Text extract
>>

Unlike other presidents, Donald Trump has met with North Korean dictator Kim Jong Un, but no good has come of it.

Democrat or Republican, conservative or progressive, every United States president in recent history has taken the same approach to North Korea.

Avoid dealing directly with the ruling regime because official recognition is what the family of dictators wants.

Kim Jong Un, like his father and grandfather, exercises control over the nation with a ruthless tendency to kill opponents and a propaganda effort that allows for no doubt that the nation is among the most important in the world, headed by one of the most important people in the world.

Donald Trump has deviated from the traditional approach, relying on his charm and deal-making abilities. Despite abundant evidence that he has fallen into the trap that others easily avoided — that those photos of the two leaders smiling and shaking hands are the public relations coup that North Korean dictators yearned for since the nation was founded — he persists.

This makes the latest troubling news from North Korea even more troubling.

The nation recently conducted tests of several unidentified short-range projectiles into the sea off its eastern coast. North Korea knows that this is a violation of the expectation that there would be no further enhancement of its military capabilities, even if these were not the kinds of missiles that could reach the United States and carry nuclear weapons. They are the kinds that pose a direct threat to other nations in the Pacific and have sent a chill through those in neighboring South Korea, which is very much in the path of such conventional weapons. That’s why South Korea is worried and would like the United States to put more pressure on the regime rather than continuing to make friendly overtures.

<<

Rows
>>

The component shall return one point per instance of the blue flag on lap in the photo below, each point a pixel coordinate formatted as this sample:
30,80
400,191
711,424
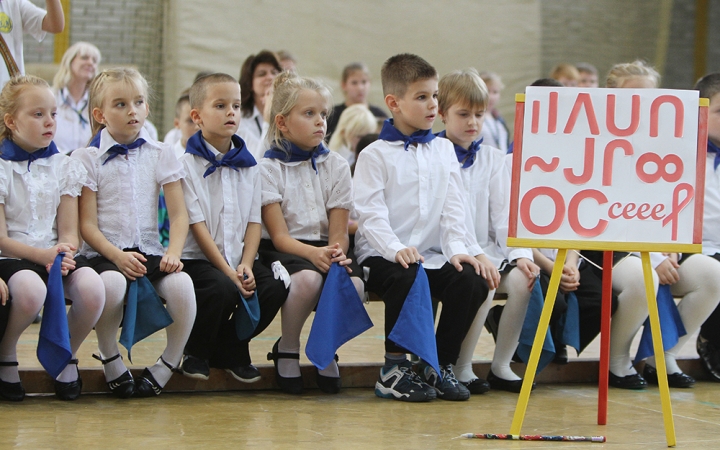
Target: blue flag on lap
415,327
671,325
340,316
53,350
144,314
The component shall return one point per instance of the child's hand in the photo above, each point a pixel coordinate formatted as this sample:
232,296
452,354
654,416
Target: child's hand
570,279
4,292
171,263
247,280
407,256
667,271
131,264
488,270
322,257
340,257
530,269
68,261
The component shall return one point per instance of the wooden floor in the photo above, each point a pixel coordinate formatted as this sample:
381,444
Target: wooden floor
355,418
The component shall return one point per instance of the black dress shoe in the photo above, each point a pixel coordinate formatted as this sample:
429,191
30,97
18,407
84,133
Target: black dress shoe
291,385
634,381
476,386
678,379
11,391
122,386
329,385
70,390
500,384
710,357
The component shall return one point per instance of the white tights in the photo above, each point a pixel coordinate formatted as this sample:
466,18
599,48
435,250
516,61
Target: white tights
28,292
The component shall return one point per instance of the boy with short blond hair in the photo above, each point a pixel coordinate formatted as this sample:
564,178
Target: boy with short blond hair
222,194
410,206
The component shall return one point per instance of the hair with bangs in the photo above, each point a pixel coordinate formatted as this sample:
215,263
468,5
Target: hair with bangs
198,91
709,85
10,99
463,87
98,88
622,72
64,73
286,90
247,99
400,71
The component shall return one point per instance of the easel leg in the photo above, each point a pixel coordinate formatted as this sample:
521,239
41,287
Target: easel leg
659,351
605,314
538,343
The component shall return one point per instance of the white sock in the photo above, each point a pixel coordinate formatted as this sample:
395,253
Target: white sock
463,369
630,315
179,294
514,284
303,296
28,295
108,324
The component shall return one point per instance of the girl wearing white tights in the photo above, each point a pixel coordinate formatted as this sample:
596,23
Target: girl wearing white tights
118,221
306,198
38,219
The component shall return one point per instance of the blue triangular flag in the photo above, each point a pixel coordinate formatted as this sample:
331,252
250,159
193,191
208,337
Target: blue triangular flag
671,325
247,316
415,327
340,316
144,314
569,323
53,350
527,335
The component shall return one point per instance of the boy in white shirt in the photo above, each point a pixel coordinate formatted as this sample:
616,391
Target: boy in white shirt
222,194
410,206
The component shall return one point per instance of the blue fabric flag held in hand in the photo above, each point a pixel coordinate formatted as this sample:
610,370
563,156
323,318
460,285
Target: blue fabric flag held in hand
53,350
340,316
415,327
671,325
144,314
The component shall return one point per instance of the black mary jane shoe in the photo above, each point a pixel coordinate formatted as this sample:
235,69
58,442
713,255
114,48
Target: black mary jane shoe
500,384
122,386
291,385
11,391
677,380
634,381
70,390
147,385
329,385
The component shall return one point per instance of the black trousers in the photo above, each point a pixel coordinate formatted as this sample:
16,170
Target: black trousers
461,294
710,330
213,336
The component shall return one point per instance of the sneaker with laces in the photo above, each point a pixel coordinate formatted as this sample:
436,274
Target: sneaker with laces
246,374
444,383
399,382
196,368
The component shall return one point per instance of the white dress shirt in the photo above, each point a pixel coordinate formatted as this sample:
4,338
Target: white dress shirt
127,191
31,198
227,200
487,192
304,196
410,198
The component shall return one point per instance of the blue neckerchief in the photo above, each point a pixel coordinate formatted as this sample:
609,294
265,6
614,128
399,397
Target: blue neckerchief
296,153
10,151
238,156
390,133
468,156
712,148
122,149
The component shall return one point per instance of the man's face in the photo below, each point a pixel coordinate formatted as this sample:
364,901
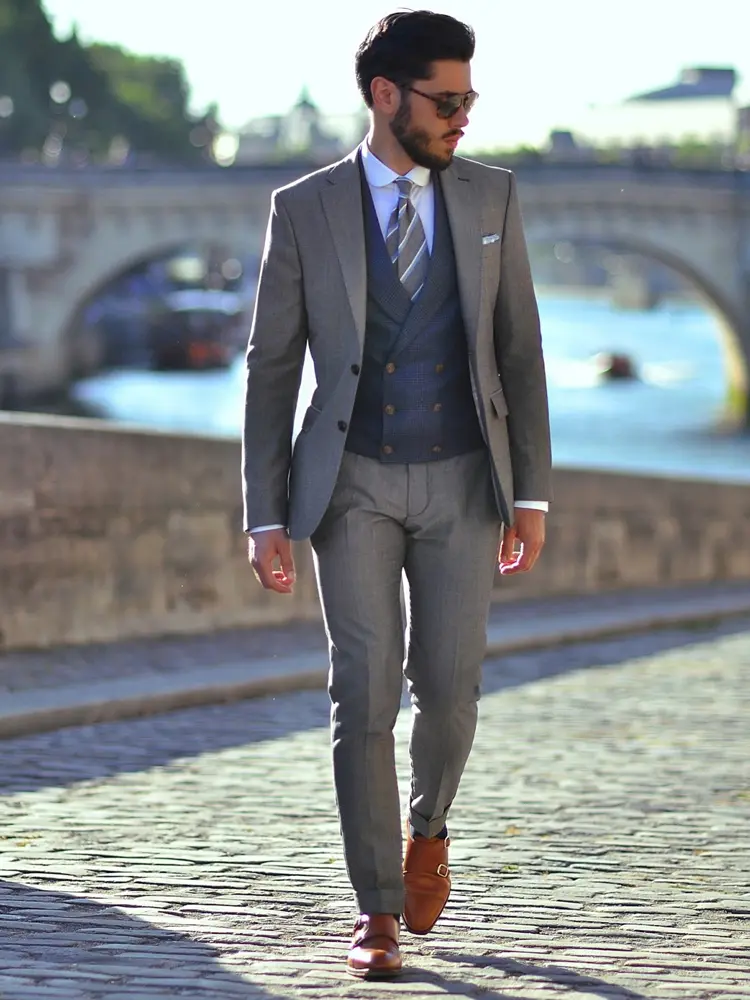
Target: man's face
430,141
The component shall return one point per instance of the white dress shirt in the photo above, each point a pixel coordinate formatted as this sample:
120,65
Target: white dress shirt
384,190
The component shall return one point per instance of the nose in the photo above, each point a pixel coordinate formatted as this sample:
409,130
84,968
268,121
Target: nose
460,119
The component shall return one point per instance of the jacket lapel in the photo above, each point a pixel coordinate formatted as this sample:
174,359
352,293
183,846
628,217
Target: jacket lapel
465,219
342,205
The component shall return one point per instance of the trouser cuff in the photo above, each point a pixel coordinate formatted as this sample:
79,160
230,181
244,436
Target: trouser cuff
428,828
377,901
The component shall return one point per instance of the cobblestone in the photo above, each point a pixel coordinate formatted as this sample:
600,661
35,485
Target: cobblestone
601,843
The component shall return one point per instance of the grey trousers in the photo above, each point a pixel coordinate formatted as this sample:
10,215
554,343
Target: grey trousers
437,524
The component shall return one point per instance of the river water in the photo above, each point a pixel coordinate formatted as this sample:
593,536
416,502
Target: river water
662,423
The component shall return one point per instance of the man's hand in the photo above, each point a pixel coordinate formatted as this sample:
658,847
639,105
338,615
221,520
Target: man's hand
529,531
268,550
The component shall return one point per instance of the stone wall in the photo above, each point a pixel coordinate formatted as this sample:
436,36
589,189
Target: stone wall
109,532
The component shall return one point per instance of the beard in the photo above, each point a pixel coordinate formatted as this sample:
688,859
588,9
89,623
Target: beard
415,142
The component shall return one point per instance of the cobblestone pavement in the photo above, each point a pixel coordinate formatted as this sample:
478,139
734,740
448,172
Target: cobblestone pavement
601,843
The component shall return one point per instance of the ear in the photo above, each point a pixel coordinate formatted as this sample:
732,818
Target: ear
386,97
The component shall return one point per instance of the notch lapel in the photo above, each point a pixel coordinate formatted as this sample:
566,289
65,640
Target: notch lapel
342,205
465,219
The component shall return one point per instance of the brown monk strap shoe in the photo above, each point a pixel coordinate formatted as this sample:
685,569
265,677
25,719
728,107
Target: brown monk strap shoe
374,953
427,880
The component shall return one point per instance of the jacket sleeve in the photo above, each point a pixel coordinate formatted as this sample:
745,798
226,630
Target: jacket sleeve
518,349
275,357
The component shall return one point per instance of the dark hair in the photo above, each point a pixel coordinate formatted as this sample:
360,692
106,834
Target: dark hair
402,46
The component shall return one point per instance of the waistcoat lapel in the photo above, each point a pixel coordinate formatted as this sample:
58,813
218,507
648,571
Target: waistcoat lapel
439,277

<<

Problems to solve
A. According to the editorial on Trump and North Korea, where did North Korea fire the short-range projectiles it recently tested?
B. Carry on the editorial on Trump and North Korea from the point where it stops.
The lines have no connection to the text.

Final results
A. Into the sea off its eastern coast.

B.
The second piece of news is more subtle and more troubling.

The United Nations reported that a disastrous harvest has left North Korea with a drastic shortage of food, one that is lowering the daily rations distributed by the state to almost starvation levels, with even more reductions likely to come in summer and fall, when food reserves are at their lowest.

Previous food shortages have inspired the regime to crack down even harder, fearing that unrest would pose a challenge to its rule. This regime is as cruel, perhaps more cruel, than those it succeeded and there is no incentive for it to give up the one thing that it has identified as crucial to North Korea’s standing in the world; its nuclear arsenal.

So far, Kim Jong Un has managed to outmaneuver the Trump administration on every front, to gain the status it has long desired without having to give up anything in return. In addition to the tests conducted recently, there are regular reports that development of the nuclear weapons program continues unabated.

The situation in North Korea is once again heading toward a crisis, one that previous administrations would have been in a position to exploit. President Trump, however, has already given up the advantage that others had held onto for so long, with nothing to show for it.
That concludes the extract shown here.